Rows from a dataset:
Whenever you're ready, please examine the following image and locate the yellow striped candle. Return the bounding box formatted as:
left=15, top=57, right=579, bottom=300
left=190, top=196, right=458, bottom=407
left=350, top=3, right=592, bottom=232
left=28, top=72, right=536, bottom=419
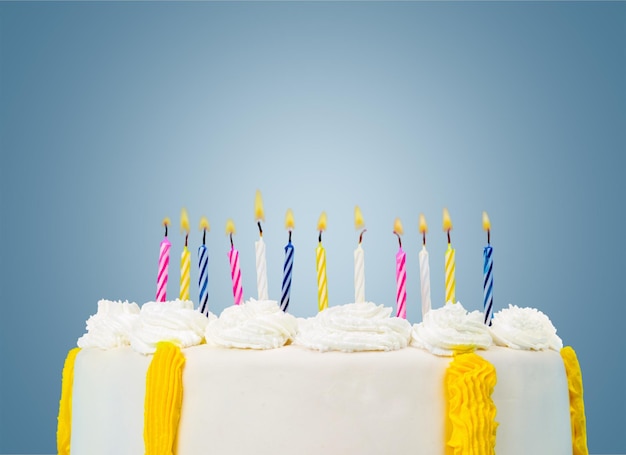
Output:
left=443, top=209, right=456, bottom=303
left=315, top=212, right=328, bottom=311
left=419, top=213, right=431, bottom=320
left=354, top=205, right=365, bottom=303
left=179, top=209, right=191, bottom=300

Exercise:
Copy the records above word for word, leaving out any pictures.

Final result:
Whenever you're ready, please examine the following image and locate the yellow striped candle. Return the bounding box formatted as:
left=15, top=57, right=579, bottom=300
left=190, top=196, right=458, bottom=407
left=350, top=3, right=592, bottom=232
left=28, top=72, right=536, bottom=419
Output:
left=443, top=209, right=456, bottom=303
left=315, top=212, right=328, bottom=311
left=419, top=213, right=431, bottom=320
left=354, top=205, right=365, bottom=303
left=179, top=209, right=191, bottom=300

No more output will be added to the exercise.